→ **What you need to do**: Output all of the data below exactly as given.

::: Records supplied

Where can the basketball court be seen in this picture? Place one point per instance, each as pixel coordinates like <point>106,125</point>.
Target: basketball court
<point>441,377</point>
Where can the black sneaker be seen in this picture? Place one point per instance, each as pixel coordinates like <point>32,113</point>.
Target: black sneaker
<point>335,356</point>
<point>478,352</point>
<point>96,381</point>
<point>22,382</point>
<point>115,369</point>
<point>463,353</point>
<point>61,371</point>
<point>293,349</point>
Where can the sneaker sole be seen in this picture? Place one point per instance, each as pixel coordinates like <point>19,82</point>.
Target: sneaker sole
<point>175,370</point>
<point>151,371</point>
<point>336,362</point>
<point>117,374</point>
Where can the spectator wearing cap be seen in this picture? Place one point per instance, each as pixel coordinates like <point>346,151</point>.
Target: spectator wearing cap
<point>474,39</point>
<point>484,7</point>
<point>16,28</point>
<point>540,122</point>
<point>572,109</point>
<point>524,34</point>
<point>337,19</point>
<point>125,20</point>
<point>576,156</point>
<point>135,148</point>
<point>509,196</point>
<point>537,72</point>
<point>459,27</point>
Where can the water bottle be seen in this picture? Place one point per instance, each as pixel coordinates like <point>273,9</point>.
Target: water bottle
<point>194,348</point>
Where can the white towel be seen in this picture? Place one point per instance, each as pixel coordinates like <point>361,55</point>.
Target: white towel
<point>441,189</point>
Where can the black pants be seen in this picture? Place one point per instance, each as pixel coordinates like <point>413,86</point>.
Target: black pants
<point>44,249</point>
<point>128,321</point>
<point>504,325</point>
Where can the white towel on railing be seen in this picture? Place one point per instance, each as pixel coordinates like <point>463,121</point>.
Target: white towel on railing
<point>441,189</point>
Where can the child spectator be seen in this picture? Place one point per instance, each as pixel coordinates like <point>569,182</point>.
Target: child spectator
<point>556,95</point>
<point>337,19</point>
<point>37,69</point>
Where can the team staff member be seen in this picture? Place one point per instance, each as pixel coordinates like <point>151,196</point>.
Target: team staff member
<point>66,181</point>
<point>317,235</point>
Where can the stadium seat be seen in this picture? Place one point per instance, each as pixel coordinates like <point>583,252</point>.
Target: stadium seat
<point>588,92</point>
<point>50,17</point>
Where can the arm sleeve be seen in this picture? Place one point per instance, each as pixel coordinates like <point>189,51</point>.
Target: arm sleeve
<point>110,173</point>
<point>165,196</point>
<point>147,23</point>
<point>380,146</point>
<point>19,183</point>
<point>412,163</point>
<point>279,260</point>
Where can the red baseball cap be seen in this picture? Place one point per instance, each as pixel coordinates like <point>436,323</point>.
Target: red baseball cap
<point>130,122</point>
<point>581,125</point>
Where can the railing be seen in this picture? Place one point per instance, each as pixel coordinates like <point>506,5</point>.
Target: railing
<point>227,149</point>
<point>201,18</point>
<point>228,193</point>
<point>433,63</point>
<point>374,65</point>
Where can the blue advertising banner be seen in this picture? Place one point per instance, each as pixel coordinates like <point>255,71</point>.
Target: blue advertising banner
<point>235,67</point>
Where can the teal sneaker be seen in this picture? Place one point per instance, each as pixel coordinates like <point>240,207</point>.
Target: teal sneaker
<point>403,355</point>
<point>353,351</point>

::::::

→ **Output for this task**:
Where can the basketball court be seen in this picture? Place one point per instance, each as pixel coordinates like <point>106,125</point>.
Target: basketball court
<point>441,377</point>
Where can the black sneaker be seen in this picture? Place one point per instance, each as pixel coordinates like <point>32,113</point>.
Target: black sneaker
<point>335,356</point>
<point>478,352</point>
<point>96,381</point>
<point>22,382</point>
<point>115,369</point>
<point>463,353</point>
<point>61,371</point>
<point>293,349</point>
Where can the sneaker sole be seen in this picture? Place one point per instance, each as pixel coordinates like <point>19,82</point>.
Target: sneaker sole
<point>175,370</point>
<point>151,371</point>
<point>336,362</point>
<point>117,374</point>
Where can the spectator wearing cap be seen in this picture? Place one point per instance, each as pixel coordinates like <point>346,151</point>.
Target: spectator wearing cap
<point>474,39</point>
<point>484,7</point>
<point>16,28</point>
<point>540,122</point>
<point>572,109</point>
<point>524,34</point>
<point>337,19</point>
<point>125,20</point>
<point>576,156</point>
<point>135,148</point>
<point>509,196</point>
<point>537,72</point>
<point>459,27</point>
Where can the water bottle be seen in this picture? Place one point per instance, each as pixel coordinates like <point>273,9</point>.
Target: water bottle
<point>194,348</point>
Where can the white towel be seen in this picture? Place one point per instance, each as pixel coordinates like <point>361,55</point>.
Target: white towel
<point>441,189</point>
Where can the black pants be seen in this picture? Place one point per instance, each as pixel coordinates like <point>413,86</point>.
Target: black pants
<point>44,249</point>
<point>128,321</point>
<point>504,325</point>
Where can the white towel on railing be seen in this picture? Place one point per instance, each as pixel coordinates like <point>463,121</point>.
Target: white towel on railing
<point>441,189</point>
Where can the child spectator be seen in this picture? Place one point per instance, each as pixel coordinates like <point>569,182</point>.
Target: child spectator
<point>556,95</point>
<point>337,19</point>
<point>37,69</point>
Where can the team staff member be seen in this picture? Place one point per instance, each as pixel coordinates like <point>151,196</point>.
Target: team staff member
<point>66,181</point>
<point>317,235</point>
Where can the stadium seat be seen in this picture? Place one point per instance, each as pixel coordinates like <point>583,252</point>.
Target: stadium seat
<point>588,92</point>
<point>50,17</point>
Where can the arm sleeve be seen in this picture? Place one point per instance, each as pixel coordinates like <point>189,51</point>.
Target: arm sleeve
<point>110,173</point>
<point>165,196</point>
<point>147,23</point>
<point>380,146</point>
<point>19,183</point>
<point>412,163</point>
<point>279,260</point>
Where can the red baseball cap be seen in this picture? Place one point per instance, each as pixel coordinates like <point>436,323</point>.
Target: red baseball cap
<point>130,122</point>
<point>581,125</point>
Where can the railing be seen in this picture? Place one point per instance, each as pixel coordinates like <point>506,5</point>.
Target: railing
<point>227,149</point>
<point>201,18</point>
<point>228,193</point>
<point>433,63</point>
<point>374,65</point>
Where can the blue advertising banner be seen in this picture? Place one point per instance, each as pixel coordinates like <point>255,71</point>.
Target: blue advertising banner
<point>235,67</point>
Where can the teal sneaker be seen in this picture? Place one point per instance, each as pixel coordinates like <point>240,207</point>.
Target: teal sneaker
<point>403,355</point>
<point>353,351</point>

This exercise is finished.